GIVEN PASSAGE
** Begin **

41
\$\begingroup\$

Blatant rip-off of a rip-off. Go upvote those!

Your task, if you wish to accept it, is to write a program/function that outputs/returns its integer input/argument. The tricky part is that if I reverse your source code, the output must be the original integer negated.

Examples

Let's say your source code is ABC and its input is 4. If I write CBA instead and run it, the output must be -4.

Let's say your source code is ABC and its input is -2. If I write CBA instead and run it, the output must be 2.

An input of 0 may give 0 or -0, however, if you do support signed zero, -0 should give 0.

\$\endgroup\$
5
  • 5
    \$\begingroup\$ Why do we need a copy of the same question? \$\endgroup\$
    – Christian
    Sep 18, 2019 at 7:30
  • 5
    \$\begingroup\$ @Christian That one outputs a constant number (and its negation) whereas this one has to take input and return/negate it. A very different job in a lot of languages. \$\endgroup\$
    – Adám
    Sep 18, 2019 at 7:32
  • 6
    \$\begingroup\$ A yes, now I see the difference. One needs to read VERY carefully \$\endgroup\$
    – Christian
    Sep 18, 2019 at 7:34
  • \$\begingroup\$ If using a structured language like C#, are you just reversing lines? \$\endgroup\$ Sep 19, 2019 at 2:31
  • \$\begingroup\$ @PerpetualJ No, look at the source like list of characters, some of which are line breaks. \$\endgroup\$
    – Adám
    Sep 19, 2019 at 5:42

61 Answers 61

2
\$\begingroup\$

Stack Cats -mn, 2 bytes

-X

Try it online!

Try the reverse!

Explanation

Turns out this is actually a lot easier than the previous challenge in Stack Cats. The full program (after applying -m) here is -X-. X is used to swap the stacks left and right of the tape head, i.e. it doesn't affect the initial stack at all, so we can ignore it. But then the program is effectively just -- (negate the top of the stack twice), which does nothing.

** End **

DATASET ROWS
** Begin **

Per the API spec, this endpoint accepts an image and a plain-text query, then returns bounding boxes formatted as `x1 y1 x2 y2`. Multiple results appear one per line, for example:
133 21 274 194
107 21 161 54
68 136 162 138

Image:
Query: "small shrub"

** End **
** Begin **

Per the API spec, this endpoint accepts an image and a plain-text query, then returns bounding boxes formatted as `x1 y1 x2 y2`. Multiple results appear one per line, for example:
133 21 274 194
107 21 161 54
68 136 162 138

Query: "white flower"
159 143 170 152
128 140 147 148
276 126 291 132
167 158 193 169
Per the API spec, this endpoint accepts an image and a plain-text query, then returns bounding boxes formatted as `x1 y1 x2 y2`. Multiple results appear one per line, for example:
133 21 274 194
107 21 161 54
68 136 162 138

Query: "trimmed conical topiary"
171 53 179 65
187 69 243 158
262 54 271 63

** End **

WORK TO BE COMPLETED
Continue the code-golf thread on reversed source code that negates its integer input, starting right after its last sentence. Neither listing is needed for this work.

RESULT FOR THIS TASK
For the inverse program, applying -m gives X-X. Again, X does nothing, so the program is effectively just -, which negates the top of the stack.

The only other 2-byte solution is -=, but it's virtually the same. The only difference is that = swaps only the tops of the adjacent stacks, not the entire stacks.

But again, using -m feels a bit like cheating, so below is a solution that uses a fully mirrored program.


Stack Cats -n, 7 bytes

:I<->I:

Try it online!

Try the reverse!

Explanation

The considerations from the previous answer still apply: any valid solution needs to use the paired characters and I. The six possible solutions (included in the TIO link) are all virtually the same. - and _ are equivalent in this program, and : can be replaced by | or T (which do the same for non-zero inputs and coincidentally also work for zero inputs). I've just picked this one to explain because it's easiest.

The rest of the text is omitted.